* **MATERIAL PROVIDED**:
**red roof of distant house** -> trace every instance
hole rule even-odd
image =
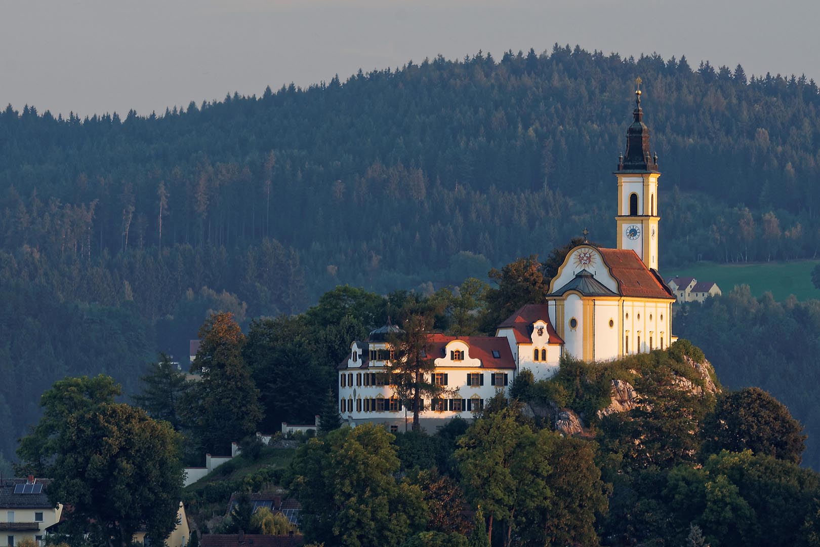
[[[654,270],[646,267],[631,249],[599,248],[622,296],[672,299],[675,295]]]
[[[686,289],[689,284],[695,280],[694,277],[671,277],[667,283],[675,282],[679,289]]]
[[[498,328],[512,329],[516,342],[518,344],[531,344],[532,324],[539,320],[547,324],[549,344],[563,344],[563,340],[549,322],[549,309],[547,304],[524,304],[499,325]]]
[[[199,538],[202,547],[301,547],[303,536],[263,536],[262,534],[205,534]]]
[[[462,340],[470,349],[467,355],[473,359],[480,359],[484,368],[515,368],[515,359],[510,351],[506,338],[499,336],[445,336],[430,335],[428,357],[438,359],[444,357],[444,348],[453,340]],[[493,352],[499,357],[495,357]]]

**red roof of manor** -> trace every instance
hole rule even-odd
[[[539,320],[547,324],[549,344],[563,344],[558,333],[555,332],[553,324],[549,322],[549,309],[547,304],[524,304],[499,325],[498,328],[512,329],[515,340],[518,344],[531,344],[532,324]]]
[[[671,299],[675,295],[654,270],[646,267],[635,251],[622,248],[599,248],[609,272],[617,281],[622,296],[645,299]]]
[[[263,536],[262,534],[204,534],[202,547],[301,547],[303,536]]]
[[[690,292],[708,293],[709,292],[709,289],[711,289],[712,287],[713,287],[716,285],[718,284],[715,283],[714,281],[698,281],[697,283],[695,284],[695,286],[692,287],[692,290]]]
[[[430,335],[430,353],[434,359],[444,357],[445,348],[453,340],[461,340],[470,349],[467,354],[473,359],[480,359],[484,368],[515,368],[515,359],[510,351],[510,344],[503,336],[445,336]],[[499,357],[494,357],[493,352]]]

* **GOAL OF THE EXERCISE**: Copy every row above word for word, leaving out the pictures.

* **SOLVED PROBLEM**:
**red roof of distant house** -> trace every instance
hole rule even-odd
image =
[[[654,270],[646,267],[631,249],[599,248],[622,296],[672,299],[675,295]]]
[[[686,289],[689,284],[695,280],[694,277],[671,277],[667,283],[675,282],[679,289]]]
[[[498,328],[512,329],[516,342],[518,344],[531,344],[532,324],[539,320],[547,324],[549,344],[563,344],[563,340],[549,322],[549,309],[547,304],[524,304],[499,325]]]
[[[199,538],[202,547],[301,547],[303,536],[263,536],[262,534],[205,534]]]
[[[462,340],[470,349],[467,355],[473,359],[480,359],[484,368],[515,368],[515,359],[510,351],[506,338],[499,336],[445,336],[430,335],[428,357],[438,359],[444,357],[444,348],[453,340]],[[493,352],[499,357],[495,357]]]

**red roof of manor** -> trace every instance
hole rule even-odd
[[[539,320],[547,324],[549,344],[563,344],[558,333],[555,332],[553,324],[549,322],[549,309],[547,304],[524,304],[499,325],[498,328],[512,329],[515,340],[518,344],[531,344],[532,324]]]
[[[671,299],[675,295],[654,270],[646,267],[635,251],[622,248],[599,248],[609,272],[617,281],[622,296],[645,299]]]
[[[263,536],[262,534],[204,534],[202,547],[301,547],[303,536]]]
[[[690,292],[708,293],[709,292],[709,289],[711,289],[712,287],[713,287],[716,285],[718,284],[715,283],[714,281],[698,281],[697,283],[695,284],[695,286],[692,287],[692,290]]]
[[[430,335],[430,353],[434,359],[444,357],[445,348],[453,340],[461,340],[470,349],[467,354],[473,359],[480,359],[484,368],[515,368],[515,359],[510,351],[510,344],[503,336],[445,336]],[[499,357],[494,357],[493,352]]]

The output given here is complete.